Jahrgang 2014 Nummer 41

»Obstbau-, Bienenzucht- und Gartenbauverein Inzell«

Inzell feiert ihre gemeinsame Gründung vor 90 Jahren

Erster Vorstand Johann Plenk mit Frau Anna.
Gründungsprotokoll
Friedl Plenk mit Bienenschwarm
Valentin Schwaiger erhält 1974 die »Goldene Rose«
Sechs Inzeller Wagen beim Blumencorso Traunstein 2004

Vom 10. bis 12. Oktober feiert der »Verein für Gartenbau und Landespflege Inzell-Hammer-Weißbach e.V.« zusammen mit dem »Bienenzuchtverein Inzell« mit einer umfangreichen Ausstellung im Rathaus Inzell ihre gemeinsame Gründungsgeschichte. Da lohnte es sich doch, einen Blick auf die teils bewegte Geschichte beider Vereine zurückzublicken, die gemeinsam am Sonntag den 9. November 1924 im Gasthaus zur Post in Inzell unter dem Namen »Obstbau-, Bienenzucht- und Gartenbauverein« ihren Anfang nahm. Die 31 Gründungsmitglieder waren allesamt Bauern oder Imker. Sie wählten Johann Plenk (Neuhaus- Bauer – 1933 zum Ehrenvorstand ernannt) zu ihrem Vorstand, Georg Leitner (Schreinermeister – »Tischler«) zum Schriftführer und Johann Kamml (Boar) zum Kassier. Der Verein schloss sich schon bald dem Bezirksverband für Obstbau, Bienenzucht und Gartenbau in Traunstein an und richtete seine Satzungen nach der des Bezirksverbandes aus. Der Jahresbeitrag wurde auf 2,50 Mark festgelegt. Der Bestand an Bienenvölkern im Gründungsjahr wurde durch den Schriftführer auf 100 Völker beziffert. Laut den Vereinsprotokollen hielten neben dem Unterhutter noch folgende Anwesen Bienen: Tischler, Schreder, Hinterteisenberg, Kienberg, Walch, Beck-Hausmann, Zenzen Hans, Unterholz, Neuhaus, Wagner Huber, Staller, Lindlbauer, Schmied am Sulzbach, Blenk, Boar, Heinrich Plenk und auch am Pfarrhof. Bereits zum 1. Dezember 1925 waren es schon 134 Bienenvölkerstand von denen immerhin noch 71 im Bienenkorb gehalten wurden. Langsam löste aber die Kastenhaltung mit herausnehmbaren Rähmchen, im sogenannten Hofmann- oder Berchtesgadener Maß, diese Form der Bienenhaltung ab. Zum Wachsausschmelzen hatte man 1925 bereits eine »Schwäbische Wachskanone« für 35,50 Mark aus der Vereinskasse erworben. Durch die Installation der Reichsfachgruppe Imker als Dachorganisation aller deutschen Imker im Dritten Reich, mussten Gartenbauverein und Bienenzuchtverein ab dem Jahre 1938 schließlich getrennte Wege gehen. Auf der Generalversammlung am 29. Januar 1939 wurde beschlossen das vorhandene Kapital nach Mitgliederzahl aufzuteilen. Der, bereits seit 3. Dezember 1933 amtierende, erste Vorstand Josef Lackner übernahm den Obstbau und der damalige Kassier Friedl Plenk sen. den Bereich Bienenzucht.

- ARBEITSAUFTRAG -
Aktualisieren Sie den Abschnitt des Artikels zum Vereinsjubiläum zwischen "Jahrgang 2014 Nummer" und "mit Frau Anna.", einschließlich, und geben Sie ihn mit "Vorsitzender" anstelle von "Vorstand" wieder.

- BEREITGESTELLTES MATERIAL -
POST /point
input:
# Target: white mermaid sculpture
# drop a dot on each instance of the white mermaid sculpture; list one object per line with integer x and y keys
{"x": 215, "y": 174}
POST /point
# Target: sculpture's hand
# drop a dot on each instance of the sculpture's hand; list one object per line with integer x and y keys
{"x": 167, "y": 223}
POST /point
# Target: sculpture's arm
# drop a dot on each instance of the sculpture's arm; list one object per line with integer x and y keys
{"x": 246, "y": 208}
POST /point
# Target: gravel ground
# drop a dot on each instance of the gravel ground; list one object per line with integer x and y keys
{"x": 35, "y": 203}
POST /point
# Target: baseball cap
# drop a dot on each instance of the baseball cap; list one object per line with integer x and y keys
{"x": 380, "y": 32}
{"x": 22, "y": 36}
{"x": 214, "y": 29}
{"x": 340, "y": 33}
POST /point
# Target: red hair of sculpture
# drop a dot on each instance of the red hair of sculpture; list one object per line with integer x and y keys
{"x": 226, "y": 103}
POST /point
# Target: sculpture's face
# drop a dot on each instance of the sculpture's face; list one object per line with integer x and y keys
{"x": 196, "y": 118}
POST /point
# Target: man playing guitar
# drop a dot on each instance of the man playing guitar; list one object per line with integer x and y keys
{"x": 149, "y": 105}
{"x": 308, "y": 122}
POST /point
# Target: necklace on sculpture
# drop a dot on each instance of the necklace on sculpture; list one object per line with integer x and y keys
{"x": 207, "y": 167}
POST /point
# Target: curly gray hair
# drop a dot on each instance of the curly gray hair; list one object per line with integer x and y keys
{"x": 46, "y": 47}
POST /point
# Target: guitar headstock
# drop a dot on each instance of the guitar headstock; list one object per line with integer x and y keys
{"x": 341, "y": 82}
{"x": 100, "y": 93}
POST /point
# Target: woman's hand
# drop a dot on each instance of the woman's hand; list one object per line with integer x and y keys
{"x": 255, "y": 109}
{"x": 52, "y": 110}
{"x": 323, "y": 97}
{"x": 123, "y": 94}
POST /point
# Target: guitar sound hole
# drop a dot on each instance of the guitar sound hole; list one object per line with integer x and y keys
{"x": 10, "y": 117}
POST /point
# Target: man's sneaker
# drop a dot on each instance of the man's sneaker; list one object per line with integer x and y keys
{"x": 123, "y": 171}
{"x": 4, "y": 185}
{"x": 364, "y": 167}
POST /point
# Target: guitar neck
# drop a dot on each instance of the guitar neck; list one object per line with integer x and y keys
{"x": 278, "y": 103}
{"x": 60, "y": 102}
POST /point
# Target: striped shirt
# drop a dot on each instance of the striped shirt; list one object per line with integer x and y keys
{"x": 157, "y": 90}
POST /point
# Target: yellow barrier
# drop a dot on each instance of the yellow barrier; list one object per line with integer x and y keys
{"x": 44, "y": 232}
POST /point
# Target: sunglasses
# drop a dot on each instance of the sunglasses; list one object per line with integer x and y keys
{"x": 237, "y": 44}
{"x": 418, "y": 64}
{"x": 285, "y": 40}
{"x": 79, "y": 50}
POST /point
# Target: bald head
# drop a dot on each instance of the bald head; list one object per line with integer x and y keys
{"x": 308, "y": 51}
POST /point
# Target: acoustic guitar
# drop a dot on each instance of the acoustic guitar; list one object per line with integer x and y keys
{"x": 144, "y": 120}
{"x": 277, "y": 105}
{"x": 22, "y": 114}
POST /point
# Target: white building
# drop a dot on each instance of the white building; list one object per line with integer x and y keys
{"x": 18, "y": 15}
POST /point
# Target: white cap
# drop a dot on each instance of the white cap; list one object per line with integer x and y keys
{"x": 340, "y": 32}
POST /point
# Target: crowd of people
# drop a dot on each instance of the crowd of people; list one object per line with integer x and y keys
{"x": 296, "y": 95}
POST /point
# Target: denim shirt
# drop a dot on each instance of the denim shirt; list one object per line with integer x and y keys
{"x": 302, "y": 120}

- LÖSUNG -
Jahrgang 2014 Nummer 41

»Obstbau-, Bienenzucht- und Gartenbauverein Inzell«

Inzell feiert ihre gemeinsame Gründung vor 90 Jahren

Erster Vorsitzender Johann Plenk mit Frau Anna.